[Instruction] List each line of the data that contains the string "phone", matching case exactly.

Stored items
----
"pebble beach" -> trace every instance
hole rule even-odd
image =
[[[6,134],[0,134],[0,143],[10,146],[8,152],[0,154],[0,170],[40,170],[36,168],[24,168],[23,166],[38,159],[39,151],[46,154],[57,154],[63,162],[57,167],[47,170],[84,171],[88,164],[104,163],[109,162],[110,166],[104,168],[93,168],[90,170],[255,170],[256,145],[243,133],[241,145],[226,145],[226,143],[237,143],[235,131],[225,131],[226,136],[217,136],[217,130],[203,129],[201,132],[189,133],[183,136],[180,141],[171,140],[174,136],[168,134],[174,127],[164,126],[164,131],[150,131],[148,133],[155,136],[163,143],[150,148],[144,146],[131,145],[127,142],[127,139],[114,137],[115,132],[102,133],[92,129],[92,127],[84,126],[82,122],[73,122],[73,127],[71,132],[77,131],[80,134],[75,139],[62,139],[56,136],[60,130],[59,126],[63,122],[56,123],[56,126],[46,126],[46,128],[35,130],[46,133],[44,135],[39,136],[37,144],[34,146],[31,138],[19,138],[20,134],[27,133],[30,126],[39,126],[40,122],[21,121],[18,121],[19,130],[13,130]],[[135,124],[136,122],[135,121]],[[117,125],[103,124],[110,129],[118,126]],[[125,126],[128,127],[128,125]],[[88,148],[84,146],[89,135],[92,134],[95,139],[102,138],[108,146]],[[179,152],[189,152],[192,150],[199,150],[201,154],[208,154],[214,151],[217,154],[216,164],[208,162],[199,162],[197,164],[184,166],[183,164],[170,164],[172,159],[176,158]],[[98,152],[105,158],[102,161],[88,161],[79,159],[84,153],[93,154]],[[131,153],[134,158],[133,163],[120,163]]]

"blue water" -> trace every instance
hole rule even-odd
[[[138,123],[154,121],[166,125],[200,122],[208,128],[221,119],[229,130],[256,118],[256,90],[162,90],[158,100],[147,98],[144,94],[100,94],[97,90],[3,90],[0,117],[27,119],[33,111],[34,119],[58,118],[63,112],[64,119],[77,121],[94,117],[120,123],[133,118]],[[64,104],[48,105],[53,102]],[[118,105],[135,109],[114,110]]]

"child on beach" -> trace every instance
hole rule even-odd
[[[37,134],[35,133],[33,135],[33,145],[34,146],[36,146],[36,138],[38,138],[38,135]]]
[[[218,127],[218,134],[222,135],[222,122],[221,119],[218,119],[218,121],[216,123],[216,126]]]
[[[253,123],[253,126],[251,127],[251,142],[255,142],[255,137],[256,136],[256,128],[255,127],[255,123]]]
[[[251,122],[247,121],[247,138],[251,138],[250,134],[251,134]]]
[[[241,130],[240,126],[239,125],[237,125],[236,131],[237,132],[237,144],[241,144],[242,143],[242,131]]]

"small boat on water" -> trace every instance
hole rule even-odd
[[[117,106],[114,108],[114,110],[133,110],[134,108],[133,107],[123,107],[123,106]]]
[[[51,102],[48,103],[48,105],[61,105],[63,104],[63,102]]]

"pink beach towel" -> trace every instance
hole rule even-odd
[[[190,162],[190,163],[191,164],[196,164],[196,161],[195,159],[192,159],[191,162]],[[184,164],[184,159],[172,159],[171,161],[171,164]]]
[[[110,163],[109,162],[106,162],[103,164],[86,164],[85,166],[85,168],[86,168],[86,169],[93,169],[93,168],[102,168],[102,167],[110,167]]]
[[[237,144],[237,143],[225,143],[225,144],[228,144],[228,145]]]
----
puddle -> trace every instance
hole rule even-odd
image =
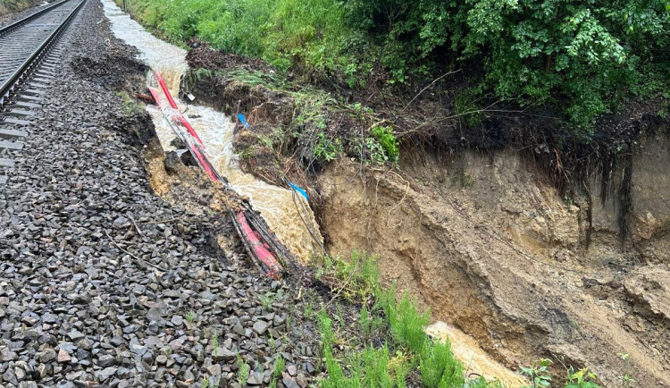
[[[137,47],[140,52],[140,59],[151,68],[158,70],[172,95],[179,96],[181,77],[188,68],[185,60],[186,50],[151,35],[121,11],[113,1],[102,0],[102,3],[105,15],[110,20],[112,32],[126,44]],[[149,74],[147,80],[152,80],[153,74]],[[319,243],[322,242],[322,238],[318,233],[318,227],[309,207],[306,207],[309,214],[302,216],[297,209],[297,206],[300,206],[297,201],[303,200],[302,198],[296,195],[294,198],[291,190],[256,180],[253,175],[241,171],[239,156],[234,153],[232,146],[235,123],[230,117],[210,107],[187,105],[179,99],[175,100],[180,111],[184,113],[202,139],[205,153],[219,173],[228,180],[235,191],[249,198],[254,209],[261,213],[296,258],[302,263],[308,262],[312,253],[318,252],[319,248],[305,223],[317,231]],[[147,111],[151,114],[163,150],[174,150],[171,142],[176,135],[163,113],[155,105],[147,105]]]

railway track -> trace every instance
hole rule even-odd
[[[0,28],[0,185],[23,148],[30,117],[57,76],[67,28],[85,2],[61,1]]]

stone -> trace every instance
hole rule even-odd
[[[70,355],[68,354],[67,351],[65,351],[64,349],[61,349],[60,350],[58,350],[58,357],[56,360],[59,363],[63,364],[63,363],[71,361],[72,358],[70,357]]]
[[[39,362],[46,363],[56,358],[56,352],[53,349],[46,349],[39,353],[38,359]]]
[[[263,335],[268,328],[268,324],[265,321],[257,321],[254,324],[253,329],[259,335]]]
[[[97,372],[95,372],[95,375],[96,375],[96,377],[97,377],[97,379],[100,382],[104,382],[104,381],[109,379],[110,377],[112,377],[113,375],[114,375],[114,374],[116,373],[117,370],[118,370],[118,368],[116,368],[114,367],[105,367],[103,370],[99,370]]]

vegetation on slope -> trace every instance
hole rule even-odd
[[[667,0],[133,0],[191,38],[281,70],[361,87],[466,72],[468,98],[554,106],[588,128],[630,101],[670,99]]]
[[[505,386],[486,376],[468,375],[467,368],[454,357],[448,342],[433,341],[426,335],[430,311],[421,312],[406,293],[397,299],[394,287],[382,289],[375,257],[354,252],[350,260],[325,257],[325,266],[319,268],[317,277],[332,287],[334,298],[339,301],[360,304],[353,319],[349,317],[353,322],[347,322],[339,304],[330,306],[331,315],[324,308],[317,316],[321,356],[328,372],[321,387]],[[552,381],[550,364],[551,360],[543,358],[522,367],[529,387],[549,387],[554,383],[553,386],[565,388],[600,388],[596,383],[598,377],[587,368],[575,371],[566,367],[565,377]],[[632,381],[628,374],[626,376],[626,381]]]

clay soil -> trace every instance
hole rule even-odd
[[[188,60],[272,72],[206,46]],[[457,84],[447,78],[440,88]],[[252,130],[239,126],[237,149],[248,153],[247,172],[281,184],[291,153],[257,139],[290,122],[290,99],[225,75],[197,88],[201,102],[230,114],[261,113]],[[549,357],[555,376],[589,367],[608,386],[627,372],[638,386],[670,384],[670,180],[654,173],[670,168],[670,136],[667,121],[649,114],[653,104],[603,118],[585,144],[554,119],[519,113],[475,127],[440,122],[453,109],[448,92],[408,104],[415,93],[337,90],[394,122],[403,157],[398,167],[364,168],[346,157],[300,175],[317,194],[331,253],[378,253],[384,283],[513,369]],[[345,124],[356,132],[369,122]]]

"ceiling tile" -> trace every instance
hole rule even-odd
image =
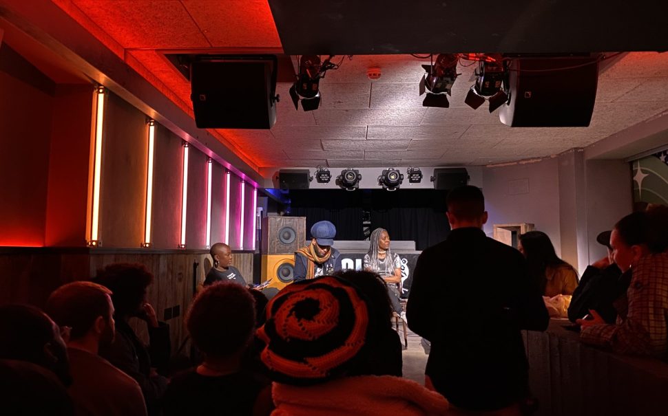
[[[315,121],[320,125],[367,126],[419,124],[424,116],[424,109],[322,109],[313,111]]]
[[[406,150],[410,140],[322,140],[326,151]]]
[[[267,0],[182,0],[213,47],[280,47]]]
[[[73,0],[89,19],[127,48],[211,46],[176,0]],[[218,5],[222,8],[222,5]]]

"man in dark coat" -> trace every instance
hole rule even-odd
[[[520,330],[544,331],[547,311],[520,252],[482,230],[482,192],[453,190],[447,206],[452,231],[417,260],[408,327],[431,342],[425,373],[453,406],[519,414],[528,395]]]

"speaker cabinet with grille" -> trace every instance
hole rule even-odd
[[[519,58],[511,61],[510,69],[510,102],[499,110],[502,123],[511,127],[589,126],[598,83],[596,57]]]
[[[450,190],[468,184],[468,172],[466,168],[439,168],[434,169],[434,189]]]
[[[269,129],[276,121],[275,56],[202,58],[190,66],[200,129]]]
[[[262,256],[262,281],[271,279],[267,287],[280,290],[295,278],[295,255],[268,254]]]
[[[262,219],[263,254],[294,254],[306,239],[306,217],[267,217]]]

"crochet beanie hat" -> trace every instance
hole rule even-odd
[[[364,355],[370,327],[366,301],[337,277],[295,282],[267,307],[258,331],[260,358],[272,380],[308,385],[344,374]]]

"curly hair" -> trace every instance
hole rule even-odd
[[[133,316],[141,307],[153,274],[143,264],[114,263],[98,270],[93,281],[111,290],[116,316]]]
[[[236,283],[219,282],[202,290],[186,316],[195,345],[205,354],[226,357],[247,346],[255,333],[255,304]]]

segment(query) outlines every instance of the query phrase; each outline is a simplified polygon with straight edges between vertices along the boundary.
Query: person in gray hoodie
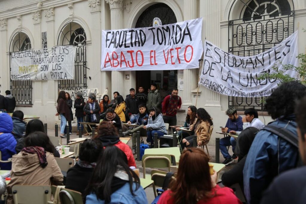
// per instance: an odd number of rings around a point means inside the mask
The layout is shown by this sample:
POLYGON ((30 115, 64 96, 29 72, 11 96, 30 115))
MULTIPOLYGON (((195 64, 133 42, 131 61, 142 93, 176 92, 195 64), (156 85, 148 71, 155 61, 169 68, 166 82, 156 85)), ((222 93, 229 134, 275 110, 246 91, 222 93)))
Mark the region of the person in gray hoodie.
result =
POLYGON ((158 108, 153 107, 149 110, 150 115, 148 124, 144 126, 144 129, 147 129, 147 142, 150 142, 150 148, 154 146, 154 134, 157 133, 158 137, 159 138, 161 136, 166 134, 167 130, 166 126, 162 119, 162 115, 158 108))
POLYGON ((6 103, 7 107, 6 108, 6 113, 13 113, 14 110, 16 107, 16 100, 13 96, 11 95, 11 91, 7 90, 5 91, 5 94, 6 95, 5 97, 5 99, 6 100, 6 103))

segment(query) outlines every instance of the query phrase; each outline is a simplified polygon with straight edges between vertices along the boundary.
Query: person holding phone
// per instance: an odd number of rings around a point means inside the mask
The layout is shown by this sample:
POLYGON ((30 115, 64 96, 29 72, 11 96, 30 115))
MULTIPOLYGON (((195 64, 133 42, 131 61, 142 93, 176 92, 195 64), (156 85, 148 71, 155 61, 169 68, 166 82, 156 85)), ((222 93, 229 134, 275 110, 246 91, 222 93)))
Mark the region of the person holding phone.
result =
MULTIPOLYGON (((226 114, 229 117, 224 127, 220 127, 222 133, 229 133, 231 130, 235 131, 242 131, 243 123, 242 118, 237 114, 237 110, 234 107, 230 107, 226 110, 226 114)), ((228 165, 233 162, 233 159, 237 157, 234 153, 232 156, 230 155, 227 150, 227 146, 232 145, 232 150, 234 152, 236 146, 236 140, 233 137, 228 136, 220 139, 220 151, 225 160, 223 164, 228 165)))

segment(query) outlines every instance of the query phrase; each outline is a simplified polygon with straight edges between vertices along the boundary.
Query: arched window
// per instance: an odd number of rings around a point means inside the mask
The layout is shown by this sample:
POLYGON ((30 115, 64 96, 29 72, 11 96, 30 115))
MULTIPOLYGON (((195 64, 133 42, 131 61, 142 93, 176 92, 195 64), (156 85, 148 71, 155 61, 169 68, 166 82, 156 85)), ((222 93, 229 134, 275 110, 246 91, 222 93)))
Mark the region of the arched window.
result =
----
[Task result]
Query: person holding phone
Mark the region of the person holding phone.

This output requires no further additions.